§ WHAT THE TASK REQUIRES: Pictures excluded, return every entry exactly, please.

★ ★ ★ ★ ★

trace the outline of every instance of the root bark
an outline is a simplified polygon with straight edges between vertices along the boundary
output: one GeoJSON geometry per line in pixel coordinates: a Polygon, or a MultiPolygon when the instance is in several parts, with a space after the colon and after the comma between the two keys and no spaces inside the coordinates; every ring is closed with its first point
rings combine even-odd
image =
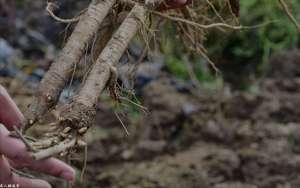
{"type": "Polygon", "coordinates": [[[57,137],[59,143],[33,153],[35,159],[51,157],[74,147],[77,140],[93,124],[95,106],[101,92],[105,90],[113,77],[112,69],[119,62],[129,42],[145,20],[145,8],[135,5],[97,58],[78,95],[74,96],[70,103],[59,105],[51,112],[56,114],[54,122],[57,122],[56,126],[60,131],[56,130],[53,137],[57,137]],[[63,130],[66,128],[71,129],[64,133],[63,130]]]}
{"type": "Polygon", "coordinates": [[[103,0],[98,4],[92,3],[80,18],[59,57],[40,83],[37,95],[25,114],[25,129],[56,104],[72,74],[73,66],[82,58],[86,45],[92,40],[115,2],[116,0],[103,0]]]}

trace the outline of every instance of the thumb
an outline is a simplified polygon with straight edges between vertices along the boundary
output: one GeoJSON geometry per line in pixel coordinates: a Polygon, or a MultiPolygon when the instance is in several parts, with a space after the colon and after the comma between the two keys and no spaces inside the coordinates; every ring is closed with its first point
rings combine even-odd
{"type": "Polygon", "coordinates": [[[13,126],[20,127],[24,119],[23,114],[10,98],[6,89],[0,85],[0,123],[11,130],[13,126]]]}

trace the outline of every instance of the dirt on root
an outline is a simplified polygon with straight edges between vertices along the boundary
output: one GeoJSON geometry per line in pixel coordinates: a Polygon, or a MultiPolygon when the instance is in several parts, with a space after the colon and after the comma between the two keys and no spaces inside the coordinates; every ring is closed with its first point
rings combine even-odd
{"type": "MultiPolygon", "coordinates": [[[[298,188],[299,56],[299,50],[274,55],[255,92],[225,86],[194,96],[176,79],[154,80],[142,90],[150,113],[124,120],[129,136],[100,106],[87,135],[84,181],[74,187],[298,188]]],[[[20,95],[13,96],[18,102],[20,95]]],[[[82,160],[73,165],[80,172],[82,160]]]]}

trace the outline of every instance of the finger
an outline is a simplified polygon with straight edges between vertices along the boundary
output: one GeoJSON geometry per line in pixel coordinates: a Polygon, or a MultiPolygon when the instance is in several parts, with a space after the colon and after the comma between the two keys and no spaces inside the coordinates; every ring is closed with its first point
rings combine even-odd
{"type": "Polygon", "coordinates": [[[62,161],[54,158],[33,161],[27,152],[25,144],[15,138],[9,137],[9,131],[0,124],[0,153],[13,161],[16,167],[28,167],[69,181],[75,178],[75,171],[62,161]],[[7,147],[9,146],[9,147],[7,147]]]}
{"type": "Polygon", "coordinates": [[[0,183],[2,185],[19,185],[22,188],[51,188],[50,184],[37,179],[27,179],[13,174],[8,161],[0,156],[0,183]]]}
{"type": "Polygon", "coordinates": [[[0,124],[0,154],[19,165],[26,166],[32,162],[25,144],[19,139],[10,137],[9,131],[2,124],[0,124]]]}
{"type": "Polygon", "coordinates": [[[5,183],[12,179],[9,164],[3,155],[0,155],[0,169],[0,183],[5,183]]]}
{"type": "Polygon", "coordinates": [[[17,184],[20,188],[51,188],[51,185],[46,181],[24,178],[15,174],[12,176],[11,184],[17,184]]]}
{"type": "Polygon", "coordinates": [[[0,122],[3,123],[9,130],[13,126],[20,127],[24,119],[23,114],[10,98],[4,87],[0,85],[0,122]]]}
{"type": "Polygon", "coordinates": [[[10,160],[10,165],[16,169],[27,167],[31,170],[39,171],[50,176],[63,178],[68,181],[75,180],[75,170],[66,163],[55,158],[33,161],[30,165],[27,164],[26,166],[10,160]]]}
{"type": "Polygon", "coordinates": [[[51,176],[64,178],[68,181],[74,181],[75,179],[74,169],[55,158],[34,161],[29,168],[51,176]]]}

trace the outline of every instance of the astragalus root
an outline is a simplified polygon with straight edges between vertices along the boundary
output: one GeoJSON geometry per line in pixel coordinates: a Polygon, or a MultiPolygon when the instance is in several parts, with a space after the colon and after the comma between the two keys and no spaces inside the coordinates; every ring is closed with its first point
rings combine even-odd
{"type": "Polygon", "coordinates": [[[115,2],[116,0],[95,1],[80,17],[65,47],[42,79],[35,99],[25,113],[25,130],[57,103],[74,65],[83,57],[87,44],[93,39],[115,2]]]}
{"type": "Polygon", "coordinates": [[[50,134],[54,141],[50,147],[33,153],[35,159],[53,156],[82,143],[82,135],[94,121],[99,95],[115,77],[114,66],[145,20],[145,8],[135,5],[97,58],[79,93],[70,103],[58,105],[50,112],[54,117],[52,126],[56,127],[50,134]]]}

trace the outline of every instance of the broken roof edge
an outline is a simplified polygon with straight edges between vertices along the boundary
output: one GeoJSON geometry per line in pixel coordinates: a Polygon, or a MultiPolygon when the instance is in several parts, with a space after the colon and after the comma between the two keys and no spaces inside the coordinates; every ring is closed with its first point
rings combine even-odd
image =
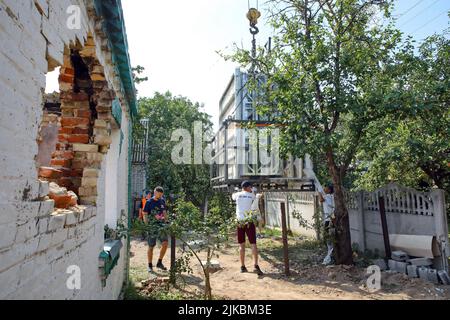
{"type": "Polygon", "coordinates": [[[127,99],[130,115],[137,115],[136,88],[134,86],[133,72],[128,53],[128,39],[125,28],[121,0],[94,0],[97,16],[103,18],[103,30],[108,37],[116,70],[122,82],[127,99]]]}

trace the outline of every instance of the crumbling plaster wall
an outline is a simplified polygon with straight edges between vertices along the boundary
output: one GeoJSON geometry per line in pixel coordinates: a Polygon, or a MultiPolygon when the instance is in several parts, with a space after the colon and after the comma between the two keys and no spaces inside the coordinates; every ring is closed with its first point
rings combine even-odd
{"type": "MultiPolygon", "coordinates": [[[[116,299],[122,288],[126,246],[106,287],[100,281],[104,163],[97,207],[57,214],[54,202],[45,200],[48,184],[38,180],[36,169],[46,73],[63,65],[65,49],[84,44],[89,33],[106,81],[128,114],[100,26],[92,1],[0,0],[0,299],[116,299]],[[80,29],[66,26],[70,5],[81,8],[80,29]],[[80,267],[79,290],[67,286],[71,265],[80,267]]],[[[124,120],[127,127],[128,116],[124,120]]],[[[127,185],[126,174],[122,179],[127,185]]],[[[122,197],[126,208],[126,193],[122,197]]]]}

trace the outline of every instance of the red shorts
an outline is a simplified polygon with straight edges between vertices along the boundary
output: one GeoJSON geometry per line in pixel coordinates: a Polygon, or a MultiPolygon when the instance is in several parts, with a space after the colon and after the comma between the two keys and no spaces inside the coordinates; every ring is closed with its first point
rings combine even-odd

★ ★ ★ ★ ★

§ ANSWER:
trace the outline of every instance of the root bark
an outline is a simplified polygon with straight edges between vertices along the boundary
output: one GeoJSON geometry per line in pixel coordinates: a Polygon, or a MultiPolygon when the instance is in several parts, with a space after the colon and after the comma between the two keys and no spaces inside the coordinates; every ring is closed with its first point
rings combine even-odd
image =
{"type": "Polygon", "coordinates": [[[57,137],[59,143],[33,153],[35,159],[51,157],[74,147],[77,140],[93,124],[95,106],[101,92],[105,90],[113,77],[112,69],[119,62],[129,42],[145,20],[145,8],[135,5],[97,58],[78,95],[74,96],[70,103],[59,105],[51,112],[56,114],[54,122],[57,122],[56,126],[60,131],[56,130],[53,137],[57,137]],[[63,130],[66,128],[71,129],[64,133],[63,130]]]}
{"type": "Polygon", "coordinates": [[[103,0],[98,4],[92,3],[80,18],[59,57],[40,83],[37,95],[25,114],[25,129],[56,104],[72,74],[73,66],[82,58],[86,45],[92,40],[115,2],[116,0],[103,0]]]}

trace the outline of every instance of the thumb
an outline is a simplified polygon with straight edges between vertices along the boundary
output: one GeoJSON geometry per line in pixel coordinates: a Polygon, or a MultiPolygon when the instance is in several parts, with a space after the colon and after the comma between the two keys and no spaces inside the coordinates; every ring is closed with its first point
rings combine even-odd
{"type": "Polygon", "coordinates": [[[13,126],[20,127],[24,119],[23,114],[10,98],[6,89],[0,85],[0,123],[11,130],[13,126]]]}

trace the outline of every instance of the dirt on root
an outline is a simplified polygon with straight edges between vertices along the boundary
output: one GeoJSON geometry per line in pixel coordinates: a Polygon, or a MultiPolygon when the instance is in several parts, with a space after the colon and after the comma between the two keys and no spaces inside the coordinates; every ring is closed with its first point
rings combine even-odd
{"type": "MultiPolygon", "coordinates": [[[[298,188],[299,56],[299,50],[274,55],[255,92],[225,86],[194,96],[176,79],[154,80],[142,90],[150,113],[124,120],[129,136],[100,106],[87,135],[84,181],[74,187],[298,188]]],[[[20,95],[13,96],[18,102],[20,95]]],[[[82,160],[73,165],[80,172],[82,160]]]]}

trace the outline of every instance of the finger
an outline is a simplified polygon with straight edges between vertices along the boundary
output: one GeoJSON geometry per line in pixel coordinates: a Polygon, or a MultiPolygon when the instance is in several parts, with a space after the colon and after the comma between the two keys and no spaces inside the coordinates; every ring is closed with its first point
rings combine even-odd
{"type": "Polygon", "coordinates": [[[62,161],[54,158],[33,161],[27,152],[25,144],[15,138],[9,137],[9,131],[0,124],[0,153],[13,161],[16,167],[28,167],[69,181],[75,178],[75,171],[62,161]],[[7,147],[9,146],[9,147],[7,147]]]}
{"type": "Polygon", "coordinates": [[[0,183],[2,185],[19,185],[22,188],[51,188],[50,184],[37,179],[27,179],[13,174],[8,161],[0,156],[0,183]]]}
{"type": "Polygon", "coordinates": [[[0,124],[0,154],[19,165],[26,166],[32,162],[25,144],[19,139],[10,137],[9,131],[2,124],[0,124]]]}
{"type": "Polygon", "coordinates": [[[5,183],[12,179],[9,164],[3,155],[0,155],[0,169],[0,183],[5,183]]]}
{"type": "Polygon", "coordinates": [[[17,184],[20,188],[51,188],[51,185],[46,181],[24,178],[15,174],[12,176],[11,184],[17,184]]]}
{"type": "Polygon", "coordinates": [[[0,122],[3,123],[9,130],[13,126],[20,127],[24,119],[23,114],[10,98],[4,87],[0,85],[0,122]]]}
{"type": "Polygon", "coordinates": [[[10,160],[10,165],[16,169],[27,167],[31,170],[39,171],[50,176],[63,178],[68,181],[75,180],[75,170],[66,163],[55,158],[33,161],[30,165],[27,164],[26,166],[10,160]]]}
{"type": "Polygon", "coordinates": [[[51,176],[64,178],[68,181],[74,181],[75,179],[74,169],[55,158],[34,161],[29,168],[51,176]]]}

trace the outline of every instance of the astragalus root
an outline is a simplified polygon with straight edges between vertices along the boundary
output: one GeoJSON geometry per line in pixel coordinates: a Polygon, or a MultiPolygon when the instance is in several parts, with a space after the colon and after the comma between the two keys and no spaces inside the coordinates; every ring is closed with its first point
rings combine even-odd
{"type": "Polygon", "coordinates": [[[115,2],[116,0],[95,1],[80,17],[65,47],[42,79],[35,99],[25,113],[25,130],[57,103],[74,65],[83,57],[87,44],[93,39],[115,2]]]}
{"type": "Polygon", "coordinates": [[[50,134],[54,141],[50,147],[33,153],[35,159],[53,156],[82,143],[82,135],[94,121],[99,95],[115,77],[114,66],[145,20],[145,8],[135,5],[97,58],[79,93],[70,103],[58,105],[50,112],[54,117],[52,126],[56,127],[50,134]]]}

trace the outline of every instance of the broken roof edge
an outline is a simplified polygon with straight edges between vertices along the boundary
output: one GeoJSON geometry per line in pixel coordinates: a Polygon, or a MultiPolygon when the instance is in several parts, with a space after the colon and after the comma between the two keys and no spaces inside the coordinates; every ring is closed with its first point
rings combine even-odd
image =
{"type": "Polygon", "coordinates": [[[127,99],[130,115],[137,115],[136,88],[134,86],[133,72],[128,53],[128,39],[125,28],[121,0],[94,0],[97,16],[103,18],[103,30],[108,37],[116,70],[122,82],[127,99]]]}

trace the outline of every instance of the crumbling plaster wall
an outline is a simplified polygon with straight edges between vertices along the boundary
output: one GeoJSON geometry per line in pixel coordinates: a Polygon, or a MultiPolygon when the instance is in several parts, with a space after the colon and after the comma between the two keys and no spaces inside the coordinates; every ring is closed with its first point
rings combine even-odd
{"type": "MultiPolygon", "coordinates": [[[[116,299],[122,288],[126,246],[106,287],[100,281],[104,163],[97,207],[57,214],[54,202],[45,200],[48,184],[38,180],[36,169],[46,73],[63,65],[65,49],[84,44],[89,33],[106,81],[128,114],[100,26],[92,1],[0,0],[0,299],[116,299]],[[80,29],[66,26],[70,5],[81,8],[80,29]],[[80,267],[79,290],[67,286],[71,265],[80,267]]],[[[124,120],[127,127],[128,116],[124,120]]],[[[127,185],[126,174],[122,179],[127,185]]],[[[122,197],[126,208],[126,193],[122,197]]]]}

trace the outline of every instance of the red shorts
an outline is a simplified polygon with straight edges between vertices along the boundary
output: one GeoJSON geometry per line in pixel coordinates: a Polygon, or a MultiPolygon when the instance is in several parts, with a space after the colon and after the comma between the two keys and no spaces inside the coordinates; every ring is closed with its first point
rings combine even-odd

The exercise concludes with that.